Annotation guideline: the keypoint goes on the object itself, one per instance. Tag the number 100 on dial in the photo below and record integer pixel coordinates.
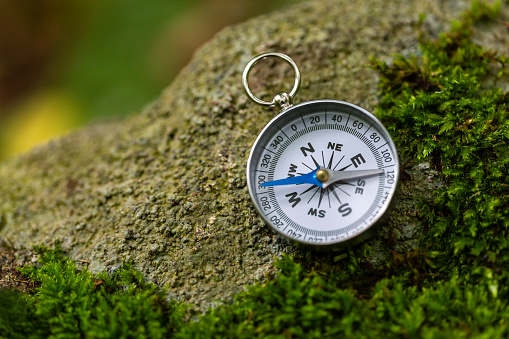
(323, 173)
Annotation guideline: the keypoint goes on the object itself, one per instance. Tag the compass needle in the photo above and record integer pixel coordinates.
(347, 174)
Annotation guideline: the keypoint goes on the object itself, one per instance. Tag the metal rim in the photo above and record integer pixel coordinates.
(253, 61)
(382, 215)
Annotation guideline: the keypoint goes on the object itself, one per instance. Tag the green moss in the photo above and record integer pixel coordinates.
(441, 107)
(437, 107)
(68, 303)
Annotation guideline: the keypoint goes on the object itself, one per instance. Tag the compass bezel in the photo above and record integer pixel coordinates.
(305, 108)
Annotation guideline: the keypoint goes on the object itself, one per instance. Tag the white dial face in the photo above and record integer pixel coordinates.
(330, 135)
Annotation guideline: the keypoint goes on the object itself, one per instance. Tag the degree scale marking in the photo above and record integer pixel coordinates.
(301, 131)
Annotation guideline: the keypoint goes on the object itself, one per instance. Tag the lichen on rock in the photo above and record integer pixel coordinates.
(166, 188)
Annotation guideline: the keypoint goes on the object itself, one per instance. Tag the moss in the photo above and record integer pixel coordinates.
(449, 277)
(462, 125)
(67, 302)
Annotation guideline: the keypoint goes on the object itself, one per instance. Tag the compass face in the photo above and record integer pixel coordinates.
(327, 134)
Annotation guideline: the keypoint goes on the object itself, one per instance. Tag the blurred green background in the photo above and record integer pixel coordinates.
(65, 63)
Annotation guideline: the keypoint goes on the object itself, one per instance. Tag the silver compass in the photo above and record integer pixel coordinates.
(322, 173)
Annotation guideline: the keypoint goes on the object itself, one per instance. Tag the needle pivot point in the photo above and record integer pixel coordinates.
(322, 175)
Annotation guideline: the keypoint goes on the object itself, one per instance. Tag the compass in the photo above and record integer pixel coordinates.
(321, 173)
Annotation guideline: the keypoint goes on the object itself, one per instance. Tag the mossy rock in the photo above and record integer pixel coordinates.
(166, 188)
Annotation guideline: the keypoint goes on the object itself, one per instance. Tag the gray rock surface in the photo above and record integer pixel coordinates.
(166, 188)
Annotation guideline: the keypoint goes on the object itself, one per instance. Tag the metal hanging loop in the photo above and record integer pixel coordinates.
(277, 101)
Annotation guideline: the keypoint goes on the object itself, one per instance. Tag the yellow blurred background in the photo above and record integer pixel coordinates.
(64, 63)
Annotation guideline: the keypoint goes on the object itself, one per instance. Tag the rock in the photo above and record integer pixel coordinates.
(166, 188)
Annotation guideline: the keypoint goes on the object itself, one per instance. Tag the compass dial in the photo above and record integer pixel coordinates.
(343, 169)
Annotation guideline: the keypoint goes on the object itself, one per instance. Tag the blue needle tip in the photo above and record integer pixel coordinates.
(308, 178)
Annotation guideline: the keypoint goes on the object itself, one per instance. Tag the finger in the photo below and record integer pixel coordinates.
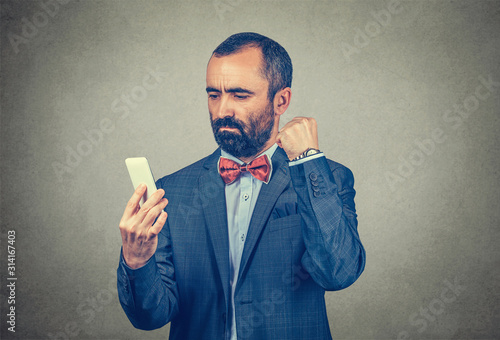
(133, 203)
(153, 213)
(158, 226)
(151, 202)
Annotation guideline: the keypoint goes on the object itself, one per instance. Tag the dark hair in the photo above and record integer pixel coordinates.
(277, 65)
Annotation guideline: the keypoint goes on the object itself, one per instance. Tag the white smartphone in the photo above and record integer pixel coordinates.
(140, 172)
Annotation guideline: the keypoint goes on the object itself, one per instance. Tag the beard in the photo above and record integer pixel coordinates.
(251, 138)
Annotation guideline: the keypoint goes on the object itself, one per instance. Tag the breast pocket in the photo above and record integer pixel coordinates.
(290, 221)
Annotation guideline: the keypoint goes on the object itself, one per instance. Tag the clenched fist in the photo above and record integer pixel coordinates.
(298, 135)
(139, 234)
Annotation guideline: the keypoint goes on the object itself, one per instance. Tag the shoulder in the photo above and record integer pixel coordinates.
(341, 174)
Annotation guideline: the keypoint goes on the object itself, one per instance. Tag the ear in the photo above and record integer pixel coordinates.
(282, 100)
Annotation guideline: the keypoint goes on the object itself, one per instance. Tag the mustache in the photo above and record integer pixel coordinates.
(229, 122)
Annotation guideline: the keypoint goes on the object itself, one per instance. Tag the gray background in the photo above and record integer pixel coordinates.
(427, 219)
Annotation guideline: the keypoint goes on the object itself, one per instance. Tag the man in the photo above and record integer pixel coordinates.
(257, 231)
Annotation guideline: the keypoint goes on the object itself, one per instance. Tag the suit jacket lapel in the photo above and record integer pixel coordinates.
(213, 201)
(268, 195)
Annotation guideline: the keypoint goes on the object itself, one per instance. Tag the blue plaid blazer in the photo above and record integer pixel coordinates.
(302, 241)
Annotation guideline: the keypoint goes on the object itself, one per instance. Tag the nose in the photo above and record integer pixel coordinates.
(225, 107)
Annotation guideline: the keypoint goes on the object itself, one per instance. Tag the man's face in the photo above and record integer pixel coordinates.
(241, 114)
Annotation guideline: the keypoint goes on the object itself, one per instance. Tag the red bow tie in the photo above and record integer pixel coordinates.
(259, 168)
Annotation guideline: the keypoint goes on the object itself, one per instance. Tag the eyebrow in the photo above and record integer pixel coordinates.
(231, 90)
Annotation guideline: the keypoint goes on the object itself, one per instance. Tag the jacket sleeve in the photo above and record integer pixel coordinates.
(334, 255)
(148, 295)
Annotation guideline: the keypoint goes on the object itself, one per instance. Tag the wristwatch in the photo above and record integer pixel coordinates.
(307, 153)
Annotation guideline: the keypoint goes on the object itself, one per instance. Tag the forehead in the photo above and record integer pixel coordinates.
(239, 69)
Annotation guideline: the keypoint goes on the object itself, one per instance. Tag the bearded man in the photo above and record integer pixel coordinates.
(257, 231)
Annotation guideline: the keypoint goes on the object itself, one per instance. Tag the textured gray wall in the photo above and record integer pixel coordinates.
(410, 104)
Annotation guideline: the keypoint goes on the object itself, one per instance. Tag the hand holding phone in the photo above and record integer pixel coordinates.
(138, 227)
(140, 172)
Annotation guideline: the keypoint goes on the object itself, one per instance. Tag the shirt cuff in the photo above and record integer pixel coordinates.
(305, 159)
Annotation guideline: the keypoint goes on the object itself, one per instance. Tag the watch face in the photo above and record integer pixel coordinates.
(311, 152)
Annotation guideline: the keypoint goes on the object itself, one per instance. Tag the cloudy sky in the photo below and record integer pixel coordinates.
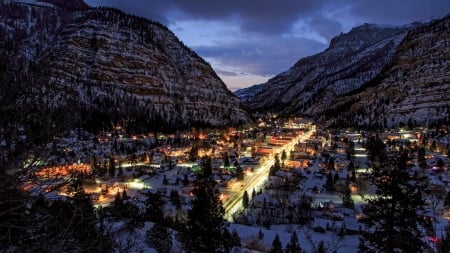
(249, 41)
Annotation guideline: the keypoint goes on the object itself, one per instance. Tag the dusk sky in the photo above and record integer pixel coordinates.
(248, 42)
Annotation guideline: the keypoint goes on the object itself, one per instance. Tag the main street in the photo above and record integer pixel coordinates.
(256, 179)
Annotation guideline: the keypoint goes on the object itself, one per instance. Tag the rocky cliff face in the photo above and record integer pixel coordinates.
(105, 62)
(362, 70)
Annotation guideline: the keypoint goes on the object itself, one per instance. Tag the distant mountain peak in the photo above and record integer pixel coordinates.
(363, 77)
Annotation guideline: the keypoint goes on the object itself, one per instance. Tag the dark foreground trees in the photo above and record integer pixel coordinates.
(391, 217)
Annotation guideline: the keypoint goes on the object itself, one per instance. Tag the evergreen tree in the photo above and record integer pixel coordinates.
(159, 238)
(206, 167)
(245, 200)
(277, 247)
(154, 207)
(321, 248)
(335, 178)
(329, 184)
(443, 245)
(231, 240)
(293, 246)
(205, 219)
(376, 150)
(391, 217)
(447, 199)
(276, 165)
(421, 158)
(120, 170)
(226, 160)
(347, 200)
(351, 168)
(185, 180)
(283, 156)
(331, 164)
(175, 199)
(193, 154)
(239, 173)
(440, 164)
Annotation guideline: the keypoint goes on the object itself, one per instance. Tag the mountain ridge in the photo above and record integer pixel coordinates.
(355, 61)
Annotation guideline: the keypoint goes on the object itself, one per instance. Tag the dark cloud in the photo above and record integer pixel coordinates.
(226, 73)
(399, 12)
(325, 27)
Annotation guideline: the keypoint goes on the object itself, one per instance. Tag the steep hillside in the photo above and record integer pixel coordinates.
(247, 93)
(107, 66)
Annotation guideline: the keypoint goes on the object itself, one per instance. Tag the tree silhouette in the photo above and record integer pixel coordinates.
(245, 200)
(293, 246)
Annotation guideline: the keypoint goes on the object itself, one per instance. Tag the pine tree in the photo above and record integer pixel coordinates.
(276, 165)
(277, 247)
(231, 240)
(321, 248)
(443, 245)
(159, 238)
(239, 173)
(329, 184)
(226, 160)
(112, 167)
(293, 245)
(391, 217)
(154, 207)
(205, 219)
(347, 200)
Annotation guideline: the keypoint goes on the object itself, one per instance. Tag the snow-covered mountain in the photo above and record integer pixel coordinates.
(347, 81)
(245, 94)
(103, 61)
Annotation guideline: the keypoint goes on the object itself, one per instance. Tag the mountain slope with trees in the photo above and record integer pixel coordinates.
(373, 76)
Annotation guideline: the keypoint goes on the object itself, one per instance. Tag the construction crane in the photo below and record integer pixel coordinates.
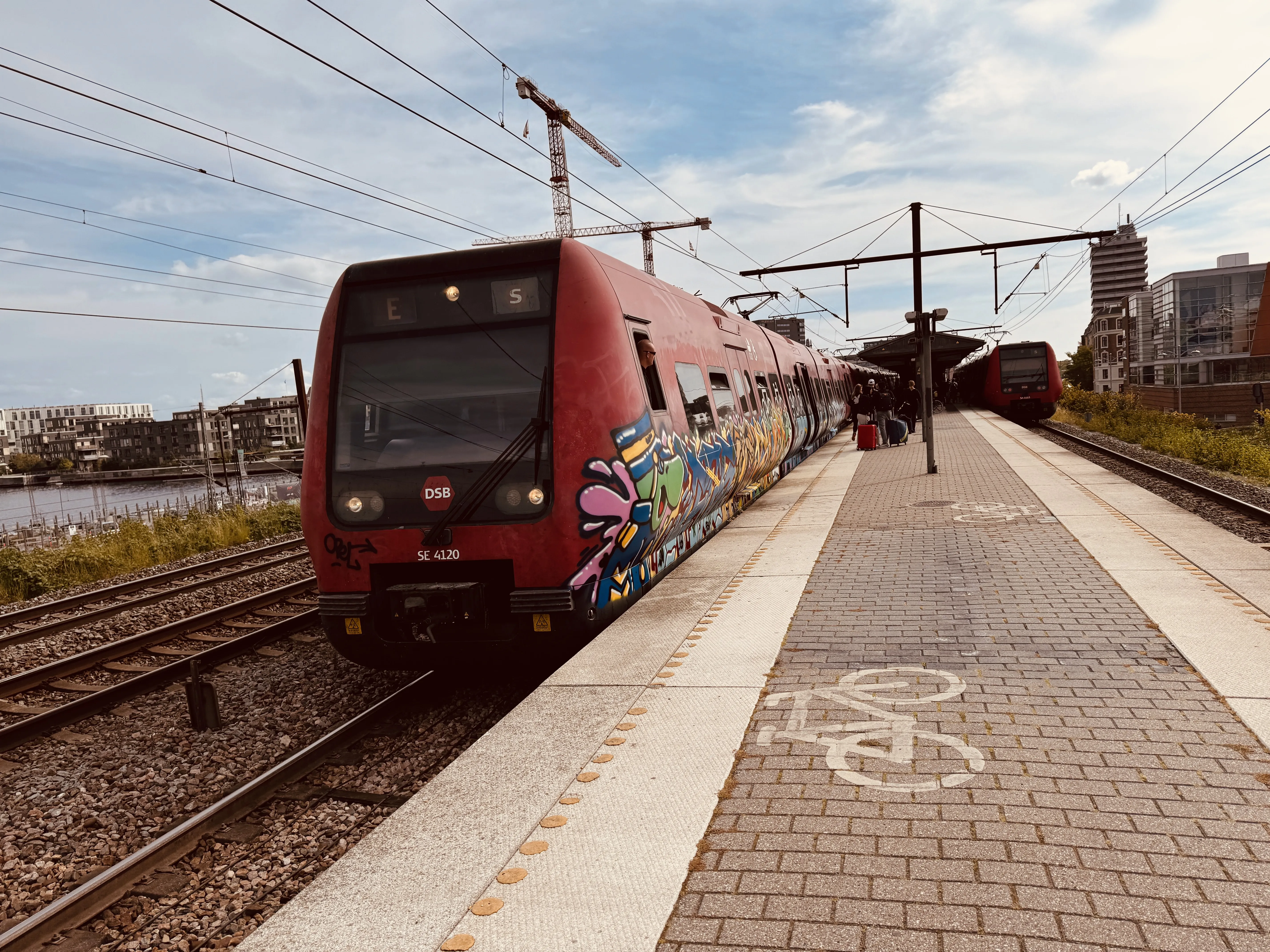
(562, 202)
(558, 120)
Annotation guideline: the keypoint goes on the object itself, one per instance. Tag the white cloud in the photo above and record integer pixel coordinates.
(1109, 172)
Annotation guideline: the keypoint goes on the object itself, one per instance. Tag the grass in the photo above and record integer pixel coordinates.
(137, 546)
(1243, 452)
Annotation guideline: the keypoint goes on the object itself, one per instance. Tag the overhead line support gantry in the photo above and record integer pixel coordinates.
(924, 323)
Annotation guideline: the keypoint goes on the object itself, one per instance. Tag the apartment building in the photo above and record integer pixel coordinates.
(63, 432)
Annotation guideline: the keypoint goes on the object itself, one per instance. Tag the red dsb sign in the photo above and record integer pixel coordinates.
(437, 493)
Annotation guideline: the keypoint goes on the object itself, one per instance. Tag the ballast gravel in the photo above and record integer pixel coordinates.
(32, 654)
(1202, 506)
(70, 810)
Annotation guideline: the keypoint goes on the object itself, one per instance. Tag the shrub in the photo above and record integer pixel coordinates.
(138, 546)
(1184, 436)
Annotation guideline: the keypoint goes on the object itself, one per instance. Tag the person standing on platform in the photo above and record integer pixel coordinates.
(884, 410)
(856, 402)
(908, 404)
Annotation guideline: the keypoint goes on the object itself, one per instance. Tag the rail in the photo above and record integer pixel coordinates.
(111, 650)
(107, 888)
(1199, 488)
(124, 588)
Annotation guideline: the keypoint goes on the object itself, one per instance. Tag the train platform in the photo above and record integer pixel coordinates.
(1017, 706)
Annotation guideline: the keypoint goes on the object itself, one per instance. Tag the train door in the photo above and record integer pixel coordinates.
(799, 416)
(817, 416)
(747, 402)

> TASK INSTRUCTIONS
Copy out exactly the lines from the line with "Tag the ballast" to the end of the listing, including both of those lines, and give nothing else.

> OUTPUT
Annotation guideline: the keypoint goes on the object itself, one per instance. Tag the ballast gravel in the photo above and record integer pixel coordinates.
(32, 654)
(1202, 506)
(70, 810)
Annotation guideline: the keypoint goes on the object itself, one per instance. Tag the shrub in the photo above and record integer pixel coordinates.
(138, 546)
(1184, 436)
Annotation guideline: the keypoint goes on the object itself, one per instance. Tag the person standing on platform in the photo above and record integer pixel coordinates.
(884, 410)
(856, 402)
(908, 404)
Annotation guideline: the keypoint goes on the object itself, one per instance. Tag the rail in the photo above and record integer pixel coordinates.
(111, 650)
(107, 888)
(1199, 488)
(124, 588)
Annotation guideline: the keypoint goes on the object itself, one per instance. Tag the train platform in the photo above and record integer pixel coordinates.
(1017, 706)
Annotation guideline: the keypoint goes on the object itself, one per instance. Tag the train door in the photo above and record integer pixel coordinates.
(799, 416)
(817, 416)
(747, 402)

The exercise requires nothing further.